**SUPPLIED TEXT**.
+---+
The fear of intimacy is highly intertwined with the fear of vulnerability. For many people, however, the two issues are separate. You may be comfortable with becoming vulnerable, showing your true self to the world or at least to trusted friends and relatives. Yet you might cringe when you feel a relationship becoming too close or intimate. The fear of vulnerability, then, can be loosely defined as a fear of showing your true self, while the fear of intimacy is the fear of sharing a deep relationship with someone else.
Social Phobia
Some experts classify the fear of intimacy as a subset of social phobia or social anxiety disorder. People who are afraid of others are naturally more likely to shy away from making intimate, personal connections. However, the fear of intimacy may be entirely unrelated to any other form of social anxiety. Some people are comfortable in loose social situations, numbering their acquaintances and social media "friends" in the hundreds, but have no deeply personal relationships at all. Whether your fear of intimacy is based in a fear of abandonment, a fear of engulfment, or something else entirely, it can wreak havoc on both romantic and nonromantic relationships. One of the most basic keys to battling this fear is a willingness to accept uncertainty. There are no guarantees in life or in human relationships. Every connection with another person is ultimately a gamble. Yet social relationships are a basic driving goal of human existence. Those who fear intimacy ultimately fear the consequences of a relationship that turns sour. In order to successfully battle the fear of intimacy, you must first be comfortable in yourself. If you truly know and accept your own value and worth as a person, then you know that rejection is not the end of the world. You will be able to set appropriate boundaries to avoid engulfment, and cope with abandonment if it comes along.
+---+
(Dataset items)
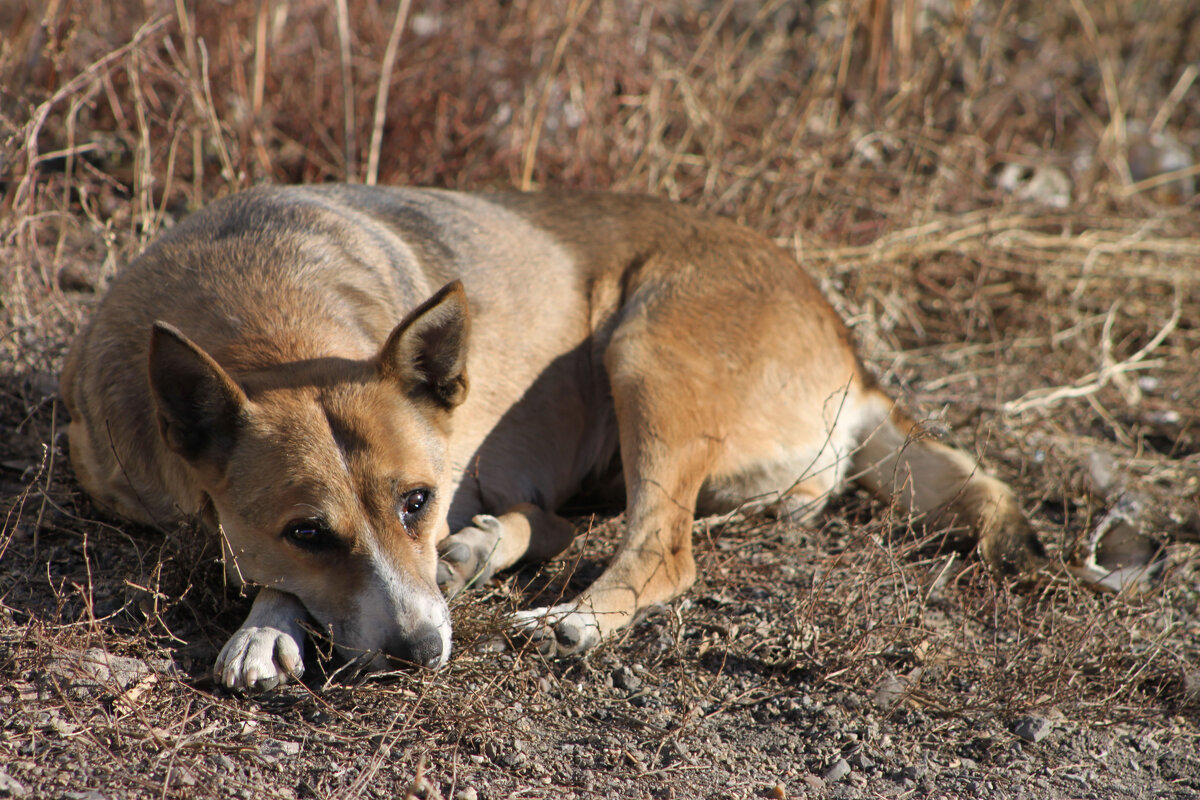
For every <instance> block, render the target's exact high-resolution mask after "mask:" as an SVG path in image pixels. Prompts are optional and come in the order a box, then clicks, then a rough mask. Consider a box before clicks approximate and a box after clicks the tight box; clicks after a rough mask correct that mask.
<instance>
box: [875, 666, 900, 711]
mask: <svg viewBox="0 0 1200 800" xmlns="http://www.w3.org/2000/svg"><path fill="white" fill-rule="evenodd" d="M906 691H908V684H907V682H906V681H905V680H904V679H901V678H896V676H895V675H887V676H884V679H883V680H881V681H880V682H878V685H877V686H876V687H875V694H874V696H872V697H871V702H872V703H874V704H875V708H877V709H878V710H881V711H890V710H892V709H893V708H894V706H895V704H896V703H899V702H900V698H902V697H904V693H905V692H906Z"/></svg>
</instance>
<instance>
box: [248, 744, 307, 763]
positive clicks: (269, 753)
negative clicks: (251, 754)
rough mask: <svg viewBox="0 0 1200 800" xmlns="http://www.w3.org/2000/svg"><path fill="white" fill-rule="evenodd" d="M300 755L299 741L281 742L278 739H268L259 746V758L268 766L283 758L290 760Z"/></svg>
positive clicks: (258, 754)
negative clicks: (297, 755)
mask: <svg viewBox="0 0 1200 800" xmlns="http://www.w3.org/2000/svg"><path fill="white" fill-rule="evenodd" d="M299 753H300V742H298V741H281V740H278V739H268V740H266V741H264V742H263V744H260V745H259V746H258V757H259V758H262V759H263V760H264V762H266V763H268V764H274V763H275V762H278V760H281V759H283V758H290V757H292V756H296V754H299Z"/></svg>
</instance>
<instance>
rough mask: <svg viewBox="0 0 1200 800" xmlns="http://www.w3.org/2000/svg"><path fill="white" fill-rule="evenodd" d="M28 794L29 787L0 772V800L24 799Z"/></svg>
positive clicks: (28, 793) (9, 775)
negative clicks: (5, 799)
mask: <svg viewBox="0 0 1200 800" xmlns="http://www.w3.org/2000/svg"><path fill="white" fill-rule="evenodd" d="M28 794H29V787H26V786H25V784H24V783H22V782H20V781H18V780H17V778H14V777H13V776H11V775H8V774H7V772H5V771H4V770H0V798H24V796H26V795H28Z"/></svg>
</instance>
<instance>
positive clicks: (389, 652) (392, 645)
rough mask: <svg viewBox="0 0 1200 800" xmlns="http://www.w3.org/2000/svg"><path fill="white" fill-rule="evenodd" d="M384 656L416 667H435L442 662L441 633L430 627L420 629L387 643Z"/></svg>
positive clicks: (423, 627) (384, 652) (436, 628)
mask: <svg viewBox="0 0 1200 800" xmlns="http://www.w3.org/2000/svg"><path fill="white" fill-rule="evenodd" d="M384 654H385V655H388V656H389V657H391V658H395V660H396V661H402V662H404V663H409V664H415V666H418V667H437V666H438V664H439V663H440V662H442V632H440V631H439V630H438V628H436V627H433V626H432V625H427V626H425V627H420V628H418V630H415V631H413V632H412V633H410V634H409V636H406V637H403V638H396V639H392V640H391V642H389V643H388V644H386V646H384Z"/></svg>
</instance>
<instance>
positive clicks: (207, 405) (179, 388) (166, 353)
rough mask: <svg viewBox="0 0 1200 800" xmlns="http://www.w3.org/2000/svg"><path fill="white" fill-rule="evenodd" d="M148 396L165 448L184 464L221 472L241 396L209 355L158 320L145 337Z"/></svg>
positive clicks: (244, 400) (235, 419) (180, 333)
mask: <svg viewBox="0 0 1200 800" xmlns="http://www.w3.org/2000/svg"><path fill="white" fill-rule="evenodd" d="M150 392H151V395H152V396H154V402H155V411H156V416H157V422H158V433H160V434H162V439H163V441H166V443H167V446H168V447H170V449H172V450H173V451H175V452H176V453H179V455H180V456H182V457H184V458H185V459H186V461H188V462H192V463H197V462H208V463H210V464H214V465H216V467H223V462H224V457H226V455H227V453H228V452H229V449H230V447H232V445H233V440H234V437H235V435H236V431H238V420H239V416H240V414H241V410H242V408H244V407H245V405H246V402H247V401H246V393H245V392H244V391H241V387H240V386H238V384H236V383H234V380H233V378H230V377H229V375H228V373H226V371H224V369H222V368H221V365H218V363H217V362H216V361H214V360H212V356H210V355H209V354H208V353H205V351H204V350H202V349H200V348H199V347H198V345H197V344H196V343H194V342H192V341H191V339H188V338H187V337H186V336H184V335H182V333H180V332H179V330H178V329H176V327H174V326H173V325H168V324H167V323H163V321H161V320H160V321H156V323H155V324H154V329H152V331H151V333H150Z"/></svg>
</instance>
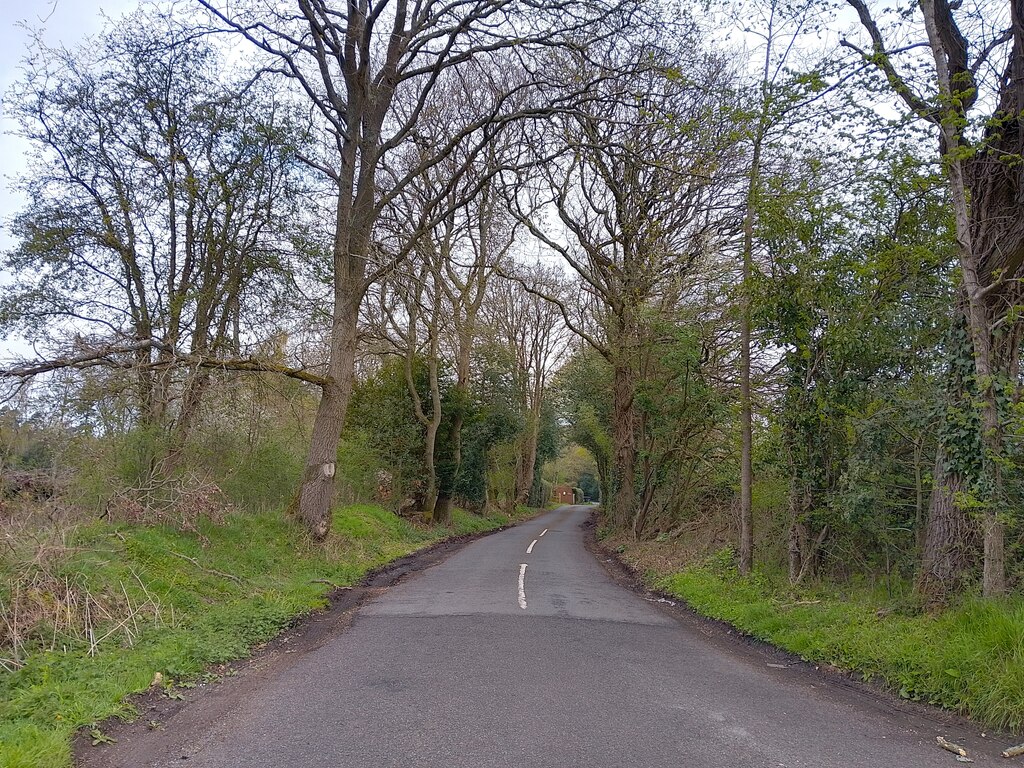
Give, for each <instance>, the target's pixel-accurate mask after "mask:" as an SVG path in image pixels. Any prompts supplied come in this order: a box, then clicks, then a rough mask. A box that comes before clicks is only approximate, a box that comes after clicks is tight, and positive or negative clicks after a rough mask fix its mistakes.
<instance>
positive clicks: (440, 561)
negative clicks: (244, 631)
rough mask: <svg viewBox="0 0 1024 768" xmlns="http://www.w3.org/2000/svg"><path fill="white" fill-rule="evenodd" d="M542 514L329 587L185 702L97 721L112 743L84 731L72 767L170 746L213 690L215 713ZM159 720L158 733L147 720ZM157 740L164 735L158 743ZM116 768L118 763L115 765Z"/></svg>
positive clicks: (422, 552)
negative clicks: (393, 602)
mask: <svg viewBox="0 0 1024 768" xmlns="http://www.w3.org/2000/svg"><path fill="white" fill-rule="evenodd" d="M550 511H551V510H548V509H540V510H537V511H536V514H532V515H529V516H527V517H523V518H521V519H518V520H515V521H514V522H510V523H507V524H505V525H500V526H498V527H496V528H492V529H490V530H479V531H475V532H471V534H462V535H460V536H453V537H450V538H446V539H442V540H440V541H439V542H434V543H433V544H430V545H427V546H426V547H423V548H422V549H419V550H417V551H415V552H412V553H410V554H408V555H402V556H401V557H398V558H395V559H394V560H391V561H390V562H386V563H384V564H382V565H378V566H377V567H375V568H373V569H371V570H369V571H368V572H367V573H366V574H365V575H364V577H362V578H361V579H360V580H359V581H358V582H357V583H356V584H355V586H353V587H339V588H337V589H333V590H331V591H330V592H329V593H328V594H327V595H326V599H327V601H328V604H327V606H326V607H324V608H322V609H321V610H315V611H312V612H309V613H302V614H299V615H297V616H295V620H294V622H293V623H292V624H291V626H289V627H288V629H286V630H284V631H283V632H282V633H281V634H279V635H278V636H276V637H274V638H272V639H271V640H269V641H268V642H266V643H264V644H262V645H258V646H256V647H255V648H253V649H252V652H251V653H250V654H249V655H247V656H244V657H242V658H238V659H234V660H231V662H228V663H226V664H223V665H214V666H212V667H211V668H209V669H208V672H211V673H214V674H215V675H216V676H217V677H216V679H215V680H214V681H212V682H209V683H200V684H198V685H196V687H195V688H189V689H187V690H186V691H184V692H183V696H184V697H183V698H181V699H177V698H169V697H167V696H166V695H164V693H163V692H162V691H161V690H160V689H159V688H151V689H150V690H146V691H143V692H141V693H136V694H133V695H131V696H129V697H128V699H127V702H128V703H129V705H131V706H133V707H134V708H135V709H136V710H137V712H138V717H137V718H136V719H134V720H132V721H124V720H121V719H120V718H118V717H112V718H108V719H106V720H103V721H102V722H100V723H98V728H99V729H100V730H101V731H102V732H103V734H104V735H106V736H110V737H112V738H113V739H115V742H113V743H109V744H98V745H93V744H92V739H91V737H90V735H89V727H88V726H86V727H83V728H81V729H80V730H79V732H78V734H77V735H76V736H75V738H74V739H73V740H72V764H73V765H74V766H75V768H108V766H110V765H111V763H110V761H111V759H113V758H115V756H116V754H117V753H120V752H122V751H125V750H126V749H127V750H129V751H130V750H131V749H132V746H133V744H134V743H135V742H137V741H146V742H150V741H154V742H157V743H154V745H153V746H150V748H146V749H147V750H152V749H154V748H156V749H159V742H160V741H161V740H164V741H167V742H168V745H170V743H171V742H172V741H173V732H172V731H173V728H174V725H175V723H174V722H173V721H174V719H175V718H176V717H179V716H186V715H188V714H191V713H193V712H194V711H195V710H197V709H200V708H202V707H203V706H204V705H207V706H210V703H211V696H210V694H212V693H215V692H216V693H220V694H222V695H221V696H220V698H222V699H223V701H221V702H220V705H219V706H214V707H211V710H212V713H211V714H213V715H215V714H216V713H217V712H222V711H227V710H229V709H230V702H232V701H236V700H239V699H240V698H243V697H245V696H246V695H247V693H248V692H250V691H252V690H254V689H255V688H256V687H258V685H259V683H260V682H261V681H262V680H263V679H265V678H266V677H268V676H271V675H274V674H278V673H280V672H282V671H284V670H285V669H287V668H288V667H290V666H291V665H292V664H293V663H294V662H295V660H297V659H299V658H301V657H302V656H304V655H305V654H307V653H309V652H310V651H313V650H315V649H316V648H319V647H322V646H323V645H324V644H326V643H327V642H328V641H330V640H331V639H332V638H333V637H334V636H335V635H337V634H338V633H340V632H344V631H345V630H346V629H347V628H348V626H349V625H350V624H351V622H352V618H353V617H354V616H355V613H356V611H357V610H358V609H359V608H360V607H361V606H362V605H364V603H366V602H367V601H368V600H370V599H372V598H374V597H377V596H378V595H380V594H382V593H383V592H385V591H386V590H388V589H390V588H391V587H394V586H395V585H397V584H400V583H401V582H402V581H404V580H406V579H407V578H408V577H410V575H412V574H414V573H418V572H420V571H422V570H425V569H426V568H430V567H432V566H434V565H438V564H440V563H441V562H443V561H444V560H446V559H447V558H449V557H450V556H452V555H453V554H455V553H456V552H458V551H459V550H461V549H463V548H464V547H466V546H468V545H469V544H472V543H473V542H475V541H478V540H480V539H483V538H485V537H488V536H493V535H495V534H499V532H501V531H503V530H508V529H509V528H513V527H515V526H516V525H519V524H521V523H524V522H528V521H529V520H532V519H535V518H536V517H538V516H540V515H542V514H545V513H547V512H550ZM151 722H157V723H159V724H160V725H159V726H158V727H157V728H151V727H150V723H151ZM161 736H166V738H164V739H161V738H160V737H161ZM118 765H121V763H118Z"/></svg>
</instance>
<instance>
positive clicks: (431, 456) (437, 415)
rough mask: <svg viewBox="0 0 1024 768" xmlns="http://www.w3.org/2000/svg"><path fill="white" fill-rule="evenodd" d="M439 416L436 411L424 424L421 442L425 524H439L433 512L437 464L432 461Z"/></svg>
mask: <svg viewBox="0 0 1024 768" xmlns="http://www.w3.org/2000/svg"><path fill="white" fill-rule="evenodd" d="M439 414H440V409H438V410H437V411H436V412H435V414H434V417H432V418H431V419H430V420H429V421H428V422H427V424H426V434H425V436H424V440H423V465H424V469H425V470H426V472H427V487H426V493H424V495H423V510H422V511H423V519H424V521H425V522H441V521H440V520H438V519H437V518H436V517H435V515H434V511H435V509H436V506H437V464H436V462H435V460H434V452H435V451H436V449H437V428H438V427H439V426H440V419H439V418H437V417H438V416H439Z"/></svg>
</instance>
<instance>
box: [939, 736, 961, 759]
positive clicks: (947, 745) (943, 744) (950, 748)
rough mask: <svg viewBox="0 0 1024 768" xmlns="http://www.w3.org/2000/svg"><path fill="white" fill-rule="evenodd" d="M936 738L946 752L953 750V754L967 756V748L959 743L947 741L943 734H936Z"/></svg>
mask: <svg viewBox="0 0 1024 768" xmlns="http://www.w3.org/2000/svg"><path fill="white" fill-rule="evenodd" d="M935 740H936V741H937V742H938V744H939V746H940V748H941V749H943V750H945V751H946V752H951V753H952V754H953V755H959V756H961V757H962V758H966V757H967V750H965V749H964V748H963V746H961V745H959V744H954V743H953V742H952V741H946V739H944V738H943V737H942V736H936V737H935Z"/></svg>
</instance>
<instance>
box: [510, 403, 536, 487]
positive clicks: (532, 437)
mask: <svg viewBox="0 0 1024 768" xmlns="http://www.w3.org/2000/svg"><path fill="white" fill-rule="evenodd" d="M537 411H538V409H536V408H535V409H534V411H532V412H531V413H530V414H529V417H528V422H527V424H526V429H525V434H524V435H523V440H522V445H521V446H520V450H519V456H518V458H517V460H516V478H515V503H516V505H522V504H525V503H526V500H527V499H528V498H529V490H530V488H532V487H534V470H535V468H536V465H537V443H538V440H539V437H540V431H541V415H540V413H537Z"/></svg>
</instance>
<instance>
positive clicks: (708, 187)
mask: <svg viewBox="0 0 1024 768" xmlns="http://www.w3.org/2000/svg"><path fill="white" fill-rule="evenodd" d="M677 65H678V59H676V58H674V57H672V56H669V55H668V54H666V53H665V52H664V51H658V50H656V49H654V48H653V47H650V46H648V45H646V44H640V45H638V46H635V47H631V46H630V45H623V46H621V47H620V49H617V50H616V51H615V52H614V54H613V56H612V57H609V58H608V59H607V60H605V61H604V62H602V63H601V65H599V66H601V67H604V68H606V70H605V71H606V72H607V79H606V80H605V81H604V82H602V84H601V85H600V86H598V87H597V91H598V92H599V93H600V96H601V97H600V98H595V99H593V100H592V101H590V102H588V103H587V104H586V105H585V106H584V108H582V109H580V110H578V111H575V112H574V113H572V114H568V115H564V116H559V117H558V118H557V119H555V120H552V121H551V122H550V123H549V126H550V131H549V132H548V133H547V134H544V135H543V137H539V138H538V140H537V142H536V146H537V147H538V151H539V152H541V153H546V154H550V155H551V157H552V160H551V161H550V162H547V163H544V164H543V165H539V171H538V180H537V181H536V182H535V188H534V193H532V197H531V199H530V201H529V206H530V207H529V209H528V210H525V209H523V208H522V207H520V209H519V213H518V216H519V218H520V219H521V220H522V221H523V223H524V225H525V226H527V227H528V229H529V231H530V232H531V233H532V234H534V237H535V238H537V239H538V240H539V241H540V242H542V243H543V244H544V245H545V246H546V247H547V248H549V249H551V250H552V251H553V252H555V253H558V254H560V255H561V256H562V258H563V259H564V261H565V263H566V264H568V265H569V267H570V268H571V269H572V270H574V271H575V273H577V274H578V275H579V278H580V280H581V283H582V286H583V295H584V296H585V297H586V299H587V301H589V302H591V303H590V308H591V312H590V315H589V317H588V318H587V319H588V321H589V325H588V326H587V327H584V325H583V322H578V323H575V324H573V322H572V319H570V315H569V312H568V311H566V312H565V318H566V322H568V323H570V324H572V325H573V330H575V331H577V332H578V333H579V334H580V335H581V336H582V337H583V338H585V339H586V341H587V342H588V343H589V344H590V345H591V346H593V347H594V349H595V350H597V351H598V353H599V354H600V355H601V356H602V357H604V358H605V359H606V360H607V361H608V364H609V365H610V367H611V371H612V391H613V396H612V402H613V413H612V422H611V432H612V436H611V441H612V458H611V464H610V467H609V470H610V473H611V474H610V487H609V492H610V495H609V496H608V497H607V503H608V507H609V509H608V512H609V514H610V516H611V519H612V520H613V522H614V524H615V525H618V526H623V527H625V526H628V525H636V524H640V526H641V527H642V521H643V516H642V515H638V492H640V488H638V485H637V481H638V478H637V473H638V465H637V461H638V456H639V452H640V449H639V446H638V443H637V440H638V429H639V427H640V423H639V414H638V411H637V404H638V403H637V396H638V387H639V386H640V385H641V381H642V373H641V372H642V371H643V368H644V358H645V356H646V355H647V353H648V350H649V349H650V346H651V345H652V344H657V343H658V338H657V331H656V326H657V323H658V321H659V318H662V317H672V316H673V315H674V314H675V312H676V309H677V307H679V306H680V303H681V302H682V301H683V300H684V294H685V291H686V289H687V281H688V278H689V273H690V272H691V271H694V270H696V269H698V268H699V267H698V265H699V264H700V262H701V260H703V259H706V258H707V257H708V256H709V255H710V254H711V253H712V252H713V250H714V248H715V245H714V244H715V243H716V242H717V241H718V239H720V238H721V237H722V233H723V227H724V224H723V216H722V211H721V210H719V209H718V208H717V205H716V202H715V200H714V198H715V196H716V195H717V194H720V193H721V190H722V189H723V188H724V179H725V176H726V174H727V173H728V167H729V165H730V163H732V162H734V153H733V147H734V137H733V135H732V133H731V127H730V125H729V121H728V118H727V116H726V111H725V110H724V109H723V106H724V104H723V100H722V98H721V95H722V91H723V90H724V88H725V87H726V86H727V83H728V73H727V71H726V69H725V67H724V65H723V62H722V61H721V60H720V59H718V58H716V57H715V56H714V55H710V54H709V55H706V54H703V53H701V52H700V51H699V47H698V46H696V45H695V44H694V46H693V48H692V49H691V51H690V58H689V60H688V61H687V66H686V70H685V74H683V70H682V69H677ZM563 66H566V67H570V68H573V69H577V68H581V67H586V66H587V65H586V62H585V61H580V60H572V59H569V60H567V61H565V62H564V65H563ZM549 209H550V211H551V212H552V215H553V218H554V222H552V223H548V222H547V221H546V219H545V216H546V215H547V212H548V210H549ZM640 493H641V496H642V492H640Z"/></svg>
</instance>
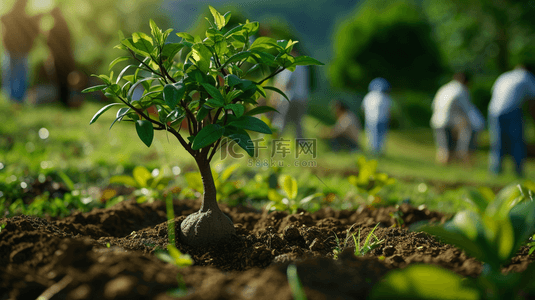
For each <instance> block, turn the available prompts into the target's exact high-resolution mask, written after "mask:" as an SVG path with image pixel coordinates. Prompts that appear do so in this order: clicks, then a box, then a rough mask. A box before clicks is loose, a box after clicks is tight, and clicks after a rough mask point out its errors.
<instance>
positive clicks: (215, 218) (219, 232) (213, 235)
+---+
**EXERCISES**.
a – Render this sentence from the passage on the fear of intimacy in Spanish: "There are no guarantees in life or in human relationships."
b – Reproduce the passage on the fear of intimacy, starting with "The fear of intimacy is highly" and going on through "with someone else.".
This material was taken from a different source than the text.

**RESPONSES BY TASK**.
a – No hay garantías en la vida ni en las relaciones humanas.

b –
The fear of intimacy is highly intertwined with the fear of vulnerability. For many people, however, the two issues are separate. You may be comfortable with becoming vulnerable, showing your true self to the world or at least to trusted friends and relatives. Yet you might cringe when you feel a relationship becoming too close or intimate. The fear of vulnerability, then, can be loosely defined as a fear of showing your true self, while the fear of intimacy is the fear of sharing a deep relationship with someone else.